Location identification items:
%%

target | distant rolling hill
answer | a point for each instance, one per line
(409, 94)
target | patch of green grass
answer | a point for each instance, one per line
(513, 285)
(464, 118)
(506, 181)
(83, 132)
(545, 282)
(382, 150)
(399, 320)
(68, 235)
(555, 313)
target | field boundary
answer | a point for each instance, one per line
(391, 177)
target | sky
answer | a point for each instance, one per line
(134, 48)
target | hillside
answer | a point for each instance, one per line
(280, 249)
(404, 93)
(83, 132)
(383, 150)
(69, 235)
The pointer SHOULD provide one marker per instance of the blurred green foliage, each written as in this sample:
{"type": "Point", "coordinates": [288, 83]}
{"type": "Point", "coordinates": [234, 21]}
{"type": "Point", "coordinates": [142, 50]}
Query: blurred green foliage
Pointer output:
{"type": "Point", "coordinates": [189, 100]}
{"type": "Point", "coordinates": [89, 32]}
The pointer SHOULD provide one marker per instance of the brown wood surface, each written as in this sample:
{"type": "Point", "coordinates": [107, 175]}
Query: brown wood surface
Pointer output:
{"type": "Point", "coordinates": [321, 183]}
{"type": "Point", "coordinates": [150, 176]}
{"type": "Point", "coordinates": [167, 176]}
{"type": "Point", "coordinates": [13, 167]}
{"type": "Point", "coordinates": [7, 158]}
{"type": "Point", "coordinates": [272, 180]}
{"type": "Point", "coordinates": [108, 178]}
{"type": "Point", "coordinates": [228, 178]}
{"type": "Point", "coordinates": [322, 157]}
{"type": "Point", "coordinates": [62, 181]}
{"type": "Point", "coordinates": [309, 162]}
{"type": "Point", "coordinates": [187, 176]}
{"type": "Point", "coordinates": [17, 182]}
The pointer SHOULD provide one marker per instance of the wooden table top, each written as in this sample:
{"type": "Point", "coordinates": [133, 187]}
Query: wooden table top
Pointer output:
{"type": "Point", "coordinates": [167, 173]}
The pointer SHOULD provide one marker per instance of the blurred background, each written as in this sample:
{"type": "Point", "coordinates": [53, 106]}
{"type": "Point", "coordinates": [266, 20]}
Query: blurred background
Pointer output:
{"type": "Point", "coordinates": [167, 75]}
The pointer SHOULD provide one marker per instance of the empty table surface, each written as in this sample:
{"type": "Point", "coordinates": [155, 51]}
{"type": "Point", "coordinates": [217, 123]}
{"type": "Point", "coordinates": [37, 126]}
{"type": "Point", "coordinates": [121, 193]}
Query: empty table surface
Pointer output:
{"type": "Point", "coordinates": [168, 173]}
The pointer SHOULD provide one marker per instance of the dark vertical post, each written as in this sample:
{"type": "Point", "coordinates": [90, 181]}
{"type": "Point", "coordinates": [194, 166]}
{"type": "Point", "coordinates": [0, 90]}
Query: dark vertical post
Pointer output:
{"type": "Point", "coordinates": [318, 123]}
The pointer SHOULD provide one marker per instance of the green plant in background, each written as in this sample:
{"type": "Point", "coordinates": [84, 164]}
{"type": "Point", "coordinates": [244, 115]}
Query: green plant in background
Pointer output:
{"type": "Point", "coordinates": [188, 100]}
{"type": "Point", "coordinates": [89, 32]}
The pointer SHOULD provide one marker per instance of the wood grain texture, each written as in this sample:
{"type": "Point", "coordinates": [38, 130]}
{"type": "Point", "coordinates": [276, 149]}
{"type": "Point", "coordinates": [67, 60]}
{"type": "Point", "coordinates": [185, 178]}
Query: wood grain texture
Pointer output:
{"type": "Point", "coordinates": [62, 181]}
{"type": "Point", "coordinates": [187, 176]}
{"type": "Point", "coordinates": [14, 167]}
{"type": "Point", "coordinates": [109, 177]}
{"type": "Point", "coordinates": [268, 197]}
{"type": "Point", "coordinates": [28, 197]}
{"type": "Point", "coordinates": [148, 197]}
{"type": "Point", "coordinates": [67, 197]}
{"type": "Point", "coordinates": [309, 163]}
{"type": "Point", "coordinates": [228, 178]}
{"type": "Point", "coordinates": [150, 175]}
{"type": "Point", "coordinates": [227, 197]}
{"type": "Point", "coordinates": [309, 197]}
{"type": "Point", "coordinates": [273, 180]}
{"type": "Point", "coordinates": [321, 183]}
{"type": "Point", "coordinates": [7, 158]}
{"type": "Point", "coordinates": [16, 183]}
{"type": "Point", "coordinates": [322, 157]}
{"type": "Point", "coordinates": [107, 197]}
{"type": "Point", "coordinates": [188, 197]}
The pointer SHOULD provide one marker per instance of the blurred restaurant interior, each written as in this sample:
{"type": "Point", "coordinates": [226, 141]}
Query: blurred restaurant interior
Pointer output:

%%
%%

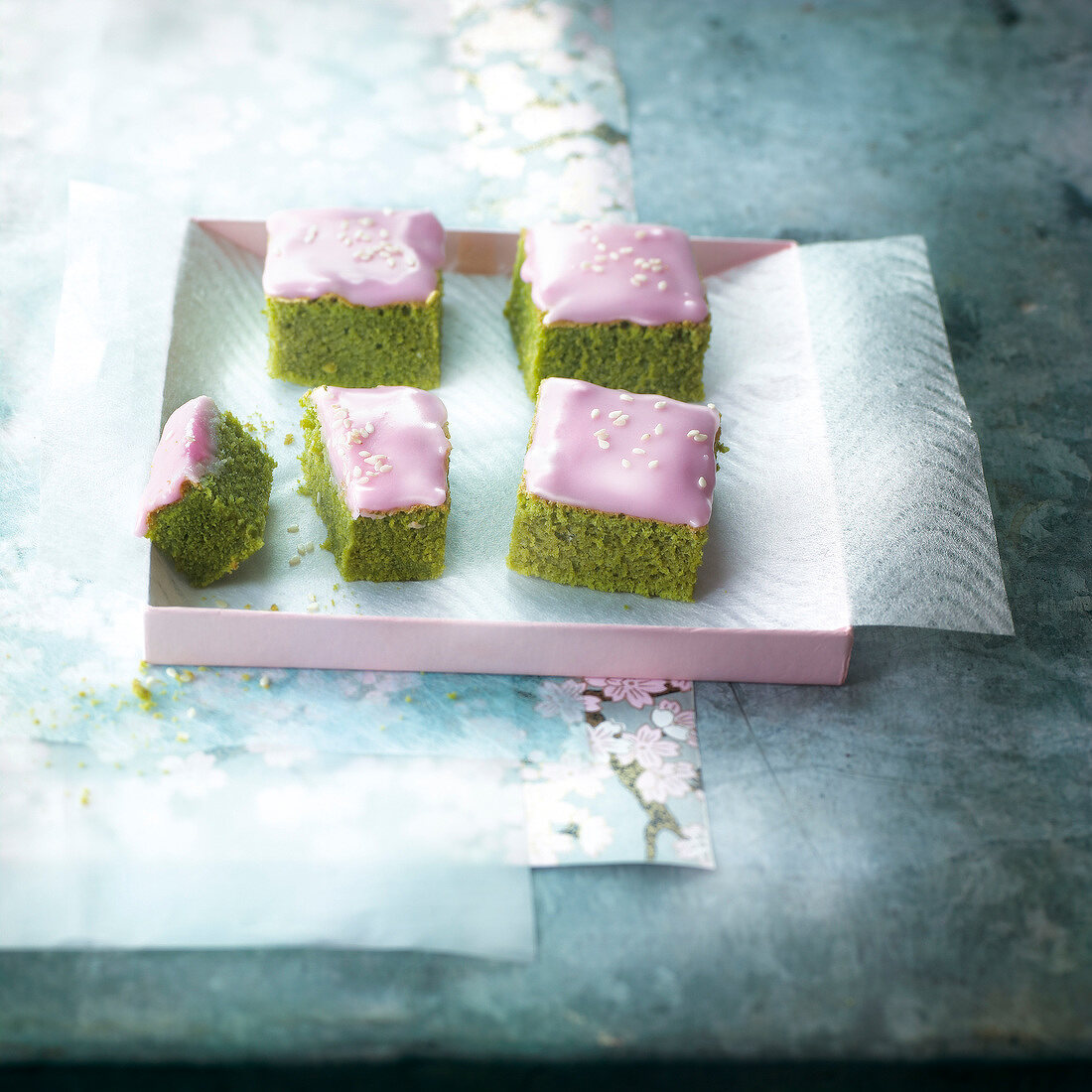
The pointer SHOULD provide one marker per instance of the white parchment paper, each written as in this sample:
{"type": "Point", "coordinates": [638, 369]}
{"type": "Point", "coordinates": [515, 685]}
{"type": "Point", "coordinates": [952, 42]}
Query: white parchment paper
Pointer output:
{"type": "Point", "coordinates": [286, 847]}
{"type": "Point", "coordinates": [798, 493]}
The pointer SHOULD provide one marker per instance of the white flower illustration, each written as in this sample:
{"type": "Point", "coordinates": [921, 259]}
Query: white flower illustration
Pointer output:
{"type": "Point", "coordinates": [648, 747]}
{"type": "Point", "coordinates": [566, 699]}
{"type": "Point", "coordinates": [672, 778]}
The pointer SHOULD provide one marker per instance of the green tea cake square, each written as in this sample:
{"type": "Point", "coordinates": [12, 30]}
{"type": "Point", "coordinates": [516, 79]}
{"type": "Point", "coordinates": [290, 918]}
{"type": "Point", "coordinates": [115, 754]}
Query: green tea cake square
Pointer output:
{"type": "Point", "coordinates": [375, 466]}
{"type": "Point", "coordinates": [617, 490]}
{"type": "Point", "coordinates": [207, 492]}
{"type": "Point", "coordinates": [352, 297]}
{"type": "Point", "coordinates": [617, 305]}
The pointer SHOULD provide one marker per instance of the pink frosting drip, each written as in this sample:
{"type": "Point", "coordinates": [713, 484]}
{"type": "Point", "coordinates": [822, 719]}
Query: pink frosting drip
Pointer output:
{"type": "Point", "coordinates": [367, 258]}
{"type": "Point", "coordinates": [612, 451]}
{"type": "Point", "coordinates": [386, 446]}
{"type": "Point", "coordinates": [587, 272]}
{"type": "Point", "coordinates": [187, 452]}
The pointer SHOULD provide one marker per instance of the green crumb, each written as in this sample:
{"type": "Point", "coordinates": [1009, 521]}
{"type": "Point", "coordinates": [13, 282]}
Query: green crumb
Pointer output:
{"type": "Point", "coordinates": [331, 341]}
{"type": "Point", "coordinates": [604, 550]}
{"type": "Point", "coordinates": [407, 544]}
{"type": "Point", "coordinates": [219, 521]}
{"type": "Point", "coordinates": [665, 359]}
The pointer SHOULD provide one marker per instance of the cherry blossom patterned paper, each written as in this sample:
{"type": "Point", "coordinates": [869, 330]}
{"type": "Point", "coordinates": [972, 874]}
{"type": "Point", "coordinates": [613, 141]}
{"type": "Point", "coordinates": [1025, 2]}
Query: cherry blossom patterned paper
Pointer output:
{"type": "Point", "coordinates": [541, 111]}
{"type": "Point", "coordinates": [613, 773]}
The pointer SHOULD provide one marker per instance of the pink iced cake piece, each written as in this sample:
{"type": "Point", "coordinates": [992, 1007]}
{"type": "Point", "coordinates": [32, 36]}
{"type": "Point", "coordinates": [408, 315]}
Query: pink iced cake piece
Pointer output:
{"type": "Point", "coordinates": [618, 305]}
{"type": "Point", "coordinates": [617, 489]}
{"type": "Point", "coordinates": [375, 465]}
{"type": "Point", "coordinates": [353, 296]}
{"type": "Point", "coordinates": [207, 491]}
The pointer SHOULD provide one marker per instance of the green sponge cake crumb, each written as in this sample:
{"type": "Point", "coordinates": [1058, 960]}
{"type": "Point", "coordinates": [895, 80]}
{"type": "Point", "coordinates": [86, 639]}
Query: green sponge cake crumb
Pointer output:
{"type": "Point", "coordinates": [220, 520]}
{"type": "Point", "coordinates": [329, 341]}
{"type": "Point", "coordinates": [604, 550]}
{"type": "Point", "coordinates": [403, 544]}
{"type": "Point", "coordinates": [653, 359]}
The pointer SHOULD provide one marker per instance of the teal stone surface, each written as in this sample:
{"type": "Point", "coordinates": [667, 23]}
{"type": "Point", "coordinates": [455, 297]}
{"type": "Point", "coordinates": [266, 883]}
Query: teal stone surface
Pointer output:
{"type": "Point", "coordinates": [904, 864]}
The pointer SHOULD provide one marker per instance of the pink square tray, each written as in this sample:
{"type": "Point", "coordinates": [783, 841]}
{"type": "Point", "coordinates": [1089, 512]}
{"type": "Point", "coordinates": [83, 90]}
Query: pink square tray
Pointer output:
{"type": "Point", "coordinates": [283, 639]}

%%

> **PROBLEM TO WORK ON**
Report every line in the records above that contains the string "square", copying each line in full.

> **OUTPUT OF THE TASK**
The pointer SHOULD provide one marker per instance of the green tea cake square, each written as in this sample:
Query: green tea cake square
The pointer SHOULD provide one marker per instance of the pink square tray, each written as in this sample:
Query: pink square tray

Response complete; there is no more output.